Short problem:
Rewrite every row from the one containing "the sea and" down to the one containing "[[176, 336]]", replacing "instance" with "occurrence" and changing nothing else.

Data in this exercise:
----

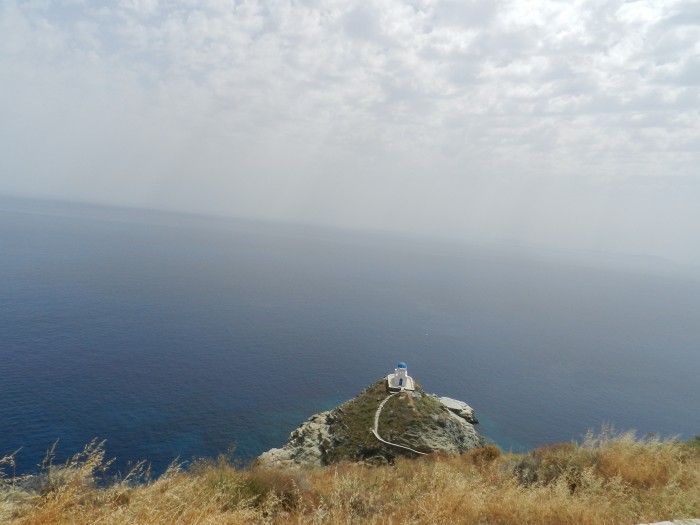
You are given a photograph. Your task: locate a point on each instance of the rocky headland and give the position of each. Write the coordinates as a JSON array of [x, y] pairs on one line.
[[410, 423]]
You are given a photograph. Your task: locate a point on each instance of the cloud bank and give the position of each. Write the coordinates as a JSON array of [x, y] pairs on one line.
[[572, 123]]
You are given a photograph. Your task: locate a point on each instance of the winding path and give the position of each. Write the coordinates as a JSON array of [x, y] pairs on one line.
[[376, 428]]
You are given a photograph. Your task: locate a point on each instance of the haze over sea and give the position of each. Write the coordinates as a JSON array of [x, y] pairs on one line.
[[179, 335]]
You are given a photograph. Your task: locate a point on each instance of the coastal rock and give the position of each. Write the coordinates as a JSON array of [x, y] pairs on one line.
[[307, 444], [460, 408], [409, 423]]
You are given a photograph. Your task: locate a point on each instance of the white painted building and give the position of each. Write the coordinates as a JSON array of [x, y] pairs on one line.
[[400, 380]]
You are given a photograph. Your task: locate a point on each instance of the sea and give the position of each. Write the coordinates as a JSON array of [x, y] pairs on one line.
[[176, 336]]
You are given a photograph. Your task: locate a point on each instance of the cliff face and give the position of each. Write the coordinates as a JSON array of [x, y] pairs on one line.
[[416, 421]]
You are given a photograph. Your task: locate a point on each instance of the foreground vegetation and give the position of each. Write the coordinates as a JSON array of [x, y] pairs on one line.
[[605, 480]]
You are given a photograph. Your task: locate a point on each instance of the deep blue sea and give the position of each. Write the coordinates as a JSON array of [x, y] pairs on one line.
[[181, 336]]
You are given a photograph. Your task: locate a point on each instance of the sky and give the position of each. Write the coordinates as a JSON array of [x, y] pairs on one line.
[[572, 124]]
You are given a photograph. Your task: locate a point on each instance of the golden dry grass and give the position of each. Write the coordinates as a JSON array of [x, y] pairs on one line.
[[606, 480]]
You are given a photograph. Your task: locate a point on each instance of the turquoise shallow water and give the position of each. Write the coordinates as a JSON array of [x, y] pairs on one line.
[[178, 336]]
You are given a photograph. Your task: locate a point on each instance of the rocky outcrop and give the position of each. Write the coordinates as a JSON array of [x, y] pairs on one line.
[[422, 422], [309, 444], [460, 408]]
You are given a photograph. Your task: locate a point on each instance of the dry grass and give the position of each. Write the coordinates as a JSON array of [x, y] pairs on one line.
[[606, 480]]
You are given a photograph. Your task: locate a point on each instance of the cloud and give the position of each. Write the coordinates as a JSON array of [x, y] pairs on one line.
[[465, 118]]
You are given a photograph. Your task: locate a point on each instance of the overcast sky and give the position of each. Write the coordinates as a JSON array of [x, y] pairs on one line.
[[572, 123]]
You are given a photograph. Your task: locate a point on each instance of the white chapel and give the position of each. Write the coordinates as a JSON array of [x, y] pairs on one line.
[[400, 380]]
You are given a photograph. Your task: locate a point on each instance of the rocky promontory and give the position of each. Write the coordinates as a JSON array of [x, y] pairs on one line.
[[410, 423]]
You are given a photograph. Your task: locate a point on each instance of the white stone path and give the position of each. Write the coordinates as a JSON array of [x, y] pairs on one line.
[[376, 428]]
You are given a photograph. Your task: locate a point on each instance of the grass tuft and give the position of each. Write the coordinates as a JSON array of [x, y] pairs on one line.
[[609, 478]]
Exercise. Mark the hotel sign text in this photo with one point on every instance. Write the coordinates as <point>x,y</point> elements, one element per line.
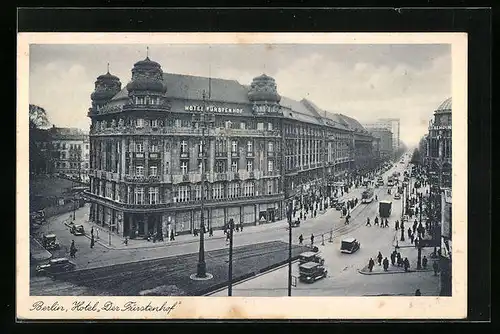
<point>214,109</point>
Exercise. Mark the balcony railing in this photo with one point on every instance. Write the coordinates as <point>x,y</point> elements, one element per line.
<point>154,155</point>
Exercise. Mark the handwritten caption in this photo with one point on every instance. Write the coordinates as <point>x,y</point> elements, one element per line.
<point>108,306</point>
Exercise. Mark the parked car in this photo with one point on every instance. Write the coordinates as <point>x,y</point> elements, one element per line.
<point>311,257</point>
<point>349,245</point>
<point>49,242</point>
<point>77,230</point>
<point>310,272</point>
<point>55,266</point>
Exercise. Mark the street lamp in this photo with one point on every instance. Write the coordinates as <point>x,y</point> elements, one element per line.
<point>204,120</point>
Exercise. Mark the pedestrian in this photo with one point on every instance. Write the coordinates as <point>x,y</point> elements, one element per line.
<point>386,264</point>
<point>371,263</point>
<point>424,262</point>
<point>406,264</point>
<point>435,267</point>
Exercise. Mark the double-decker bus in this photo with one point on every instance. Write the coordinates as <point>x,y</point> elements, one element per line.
<point>367,196</point>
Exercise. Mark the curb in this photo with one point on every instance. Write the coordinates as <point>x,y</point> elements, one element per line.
<point>251,276</point>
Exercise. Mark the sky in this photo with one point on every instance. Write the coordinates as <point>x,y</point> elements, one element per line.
<point>406,81</point>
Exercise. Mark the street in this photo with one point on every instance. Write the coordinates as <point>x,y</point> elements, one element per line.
<point>343,276</point>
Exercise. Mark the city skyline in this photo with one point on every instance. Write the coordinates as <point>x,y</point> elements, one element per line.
<point>375,72</point>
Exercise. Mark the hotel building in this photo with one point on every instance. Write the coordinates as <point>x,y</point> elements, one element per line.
<point>260,151</point>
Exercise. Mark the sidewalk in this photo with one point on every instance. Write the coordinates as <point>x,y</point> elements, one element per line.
<point>409,251</point>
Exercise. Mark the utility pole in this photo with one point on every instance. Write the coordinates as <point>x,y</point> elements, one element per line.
<point>230,285</point>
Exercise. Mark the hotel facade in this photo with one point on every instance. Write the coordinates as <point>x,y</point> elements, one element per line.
<point>260,151</point>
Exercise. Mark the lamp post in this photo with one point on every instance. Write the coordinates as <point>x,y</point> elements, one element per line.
<point>203,120</point>
<point>230,275</point>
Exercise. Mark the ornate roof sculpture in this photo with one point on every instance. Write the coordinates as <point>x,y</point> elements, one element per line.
<point>263,88</point>
<point>106,86</point>
<point>445,106</point>
<point>147,75</point>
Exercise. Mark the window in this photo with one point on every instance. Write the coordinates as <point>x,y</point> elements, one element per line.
<point>153,195</point>
<point>249,146</point>
<point>234,166</point>
<point>249,166</point>
<point>184,167</point>
<point>270,165</point>
<point>183,194</point>
<point>248,189</point>
<point>270,146</point>
<point>139,170</point>
<point>183,146</point>
<point>218,191</point>
<point>139,123</point>
<point>139,195</point>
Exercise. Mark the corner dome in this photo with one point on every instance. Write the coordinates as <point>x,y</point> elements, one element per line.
<point>263,88</point>
<point>445,106</point>
<point>147,75</point>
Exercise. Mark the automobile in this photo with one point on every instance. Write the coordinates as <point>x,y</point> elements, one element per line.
<point>55,266</point>
<point>349,245</point>
<point>311,257</point>
<point>310,272</point>
<point>77,230</point>
<point>49,242</point>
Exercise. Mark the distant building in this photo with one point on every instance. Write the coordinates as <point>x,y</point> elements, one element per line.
<point>385,137</point>
<point>391,124</point>
<point>67,149</point>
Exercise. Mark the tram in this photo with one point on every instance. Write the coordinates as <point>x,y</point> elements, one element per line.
<point>367,196</point>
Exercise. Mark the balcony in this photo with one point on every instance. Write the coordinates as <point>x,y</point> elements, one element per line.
<point>221,155</point>
<point>154,155</point>
<point>142,179</point>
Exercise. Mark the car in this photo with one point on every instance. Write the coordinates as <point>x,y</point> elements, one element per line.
<point>311,257</point>
<point>310,272</point>
<point>349,245</point>
<point>49,241</point>
<point>77,230</point>
<point>55,266</point>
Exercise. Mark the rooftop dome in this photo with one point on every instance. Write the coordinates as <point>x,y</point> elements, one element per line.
<point>147,75</point>
<point>445,106</point>
<point>263,88</point>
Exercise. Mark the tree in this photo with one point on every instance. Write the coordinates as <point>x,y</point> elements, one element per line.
<point>38,159</point>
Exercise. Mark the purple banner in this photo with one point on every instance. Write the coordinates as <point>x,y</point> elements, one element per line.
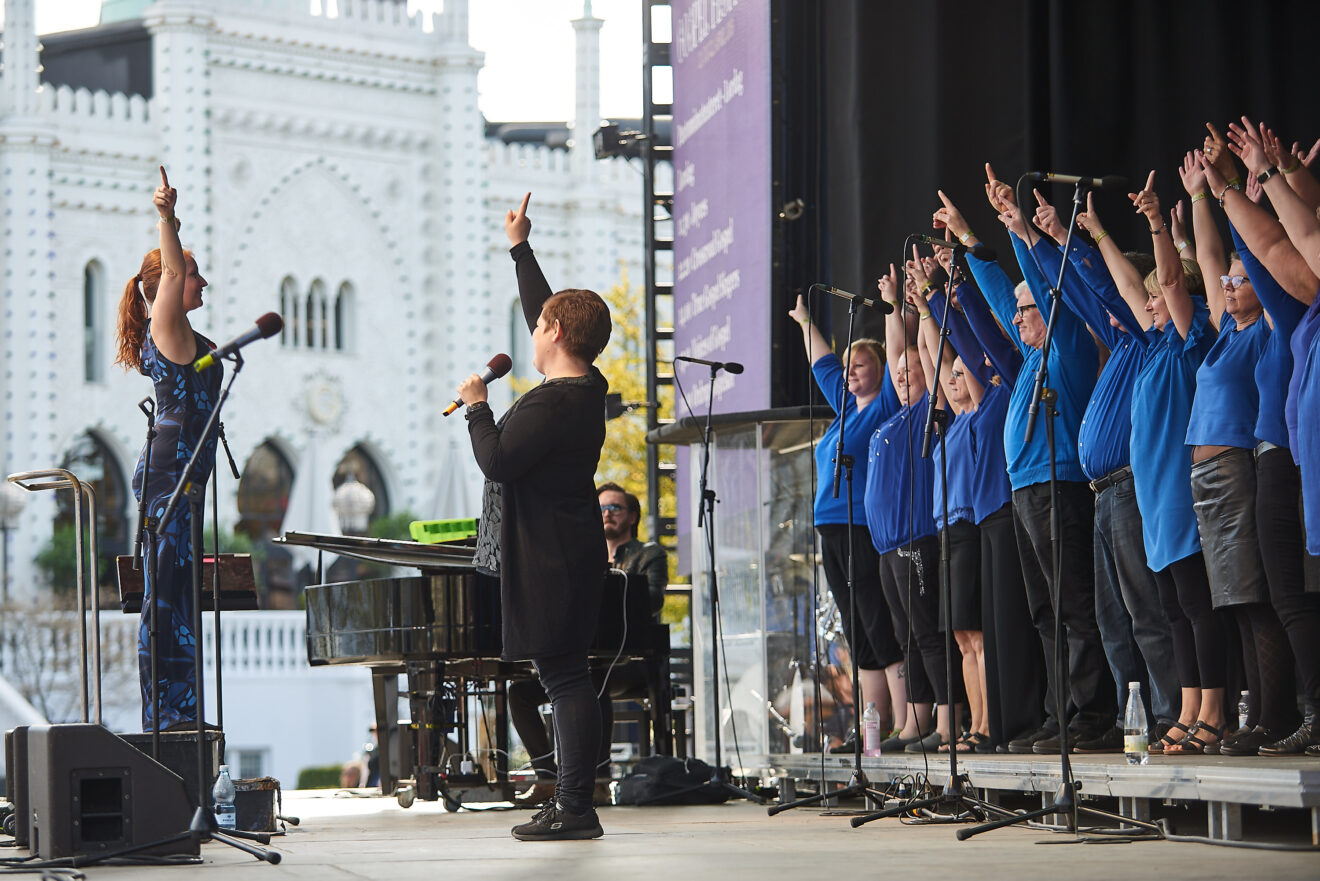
<point>722,198</point>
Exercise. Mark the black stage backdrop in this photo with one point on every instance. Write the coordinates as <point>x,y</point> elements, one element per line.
<point>885,102</point>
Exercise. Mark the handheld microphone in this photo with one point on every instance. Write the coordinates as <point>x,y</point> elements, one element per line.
<point>267,325</point>
<point>727,366</point>
<point>879,305</point>
<point>496,367</point>
<point>978,250</point>
<point>1109,181</point>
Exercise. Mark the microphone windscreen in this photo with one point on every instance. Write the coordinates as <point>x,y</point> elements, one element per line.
<point>500,365</point>
<point>269,324</point>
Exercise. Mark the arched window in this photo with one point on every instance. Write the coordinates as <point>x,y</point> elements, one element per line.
<point>264,493</point>
<point>93,462</point>
<point>288,311</point>
<point>343,317</point>
<point>359,464</point>
<point>93,325</point>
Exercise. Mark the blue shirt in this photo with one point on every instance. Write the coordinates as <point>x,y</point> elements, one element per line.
<point>990,488</point>
<point>1104,437</point>
<point>1162,461</point>
<point>1308,439</point>
<point>899,481</point>
<point>1073,363</point>
<point>1274,369</point>
<point>1228,400</point>
<point>960,448</point>
<point>857,437</point>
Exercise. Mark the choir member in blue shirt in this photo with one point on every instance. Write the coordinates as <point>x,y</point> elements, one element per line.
<point>1073,363</point>
<point>1286,284</point>
<point>861,404</point>
<point>1133,626</point>
<point>899,490</point>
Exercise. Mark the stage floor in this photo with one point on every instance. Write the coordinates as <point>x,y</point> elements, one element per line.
<point>361,835</point>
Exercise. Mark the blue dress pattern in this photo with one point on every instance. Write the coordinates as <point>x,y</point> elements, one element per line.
<point>184,402</point>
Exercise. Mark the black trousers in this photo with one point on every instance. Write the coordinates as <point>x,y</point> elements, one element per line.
<point>1015,669</point>
<point>566,680</point>
<point>1093,702</point>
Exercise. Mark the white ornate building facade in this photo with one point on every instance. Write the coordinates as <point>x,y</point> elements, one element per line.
<point>331,168</point>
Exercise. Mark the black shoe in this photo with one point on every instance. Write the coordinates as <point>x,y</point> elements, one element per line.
<point>1248,744</point>
<point>1108,741</point>
<point>553,823</point>
<point>1296,742</point>
<point>1023,745</point>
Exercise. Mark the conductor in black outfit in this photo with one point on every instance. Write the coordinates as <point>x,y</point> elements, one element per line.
<point>540,528</point>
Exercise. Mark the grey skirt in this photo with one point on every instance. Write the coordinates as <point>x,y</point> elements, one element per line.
<point>1224,498</point>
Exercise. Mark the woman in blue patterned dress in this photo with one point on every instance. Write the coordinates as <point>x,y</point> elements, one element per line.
<point>156,338</point>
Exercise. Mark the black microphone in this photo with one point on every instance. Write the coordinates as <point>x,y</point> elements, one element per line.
<point>1109,181</point>
<point>980,250</point>
<point>267,325</point>
<point>879,305</point>
<point>495,367</point>
<point>727,366</point>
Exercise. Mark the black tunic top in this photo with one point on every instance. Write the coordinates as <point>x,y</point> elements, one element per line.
<point>544,455</point>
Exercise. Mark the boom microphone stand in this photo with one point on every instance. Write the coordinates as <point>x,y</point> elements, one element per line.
<point>857,783</point>
<point>706,519</point>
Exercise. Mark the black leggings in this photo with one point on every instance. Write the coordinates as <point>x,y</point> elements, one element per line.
<point>1196,626</point>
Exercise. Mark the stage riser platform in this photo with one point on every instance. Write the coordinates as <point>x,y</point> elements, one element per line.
<point>1224,785</point>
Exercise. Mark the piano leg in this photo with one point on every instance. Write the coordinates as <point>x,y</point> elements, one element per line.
<point>384,687</point>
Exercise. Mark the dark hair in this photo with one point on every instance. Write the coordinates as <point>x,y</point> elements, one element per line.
<point>630,501</point>
<point>585,320</point>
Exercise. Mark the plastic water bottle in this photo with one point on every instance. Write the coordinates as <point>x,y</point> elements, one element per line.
<point>226,815</point>
<point>870,731</point>
<point>1135,732</point>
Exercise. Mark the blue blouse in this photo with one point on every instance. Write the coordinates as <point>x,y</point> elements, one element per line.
<point>858,429</point>
<point>899,481</point>
<point>1160,458</point>
<point>1226,402</point>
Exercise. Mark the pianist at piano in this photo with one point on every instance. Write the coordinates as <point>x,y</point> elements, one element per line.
<point>541,523</point>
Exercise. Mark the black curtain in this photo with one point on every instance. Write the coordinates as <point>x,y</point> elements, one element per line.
<point>911,98</point>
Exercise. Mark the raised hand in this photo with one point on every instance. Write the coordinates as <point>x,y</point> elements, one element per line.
<point>1088,219</point>
<point>1192,176</point>
<point>1147,202</point>
<point>516,226</point>
<point>951,218</point>
<point>1047,218</point>
<point>1216,151</point>
<point>799,312</point>
<point>998,193</point>
<point>1245,143</point>
<point>165,197</point>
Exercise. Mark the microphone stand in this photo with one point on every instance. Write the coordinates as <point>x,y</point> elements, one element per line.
<point>957,787</point>
<point>147,528</point>
<point>706,519</point>
<point>857,783</point>
<point>1065,799</point>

----

Exercise output:
You are given a photograph. Your task: locate a point on each occurrence of the sea and give the position of each. Write the coordinates as a JSON array of [x, y] pairs on one line.
[[176, 336]]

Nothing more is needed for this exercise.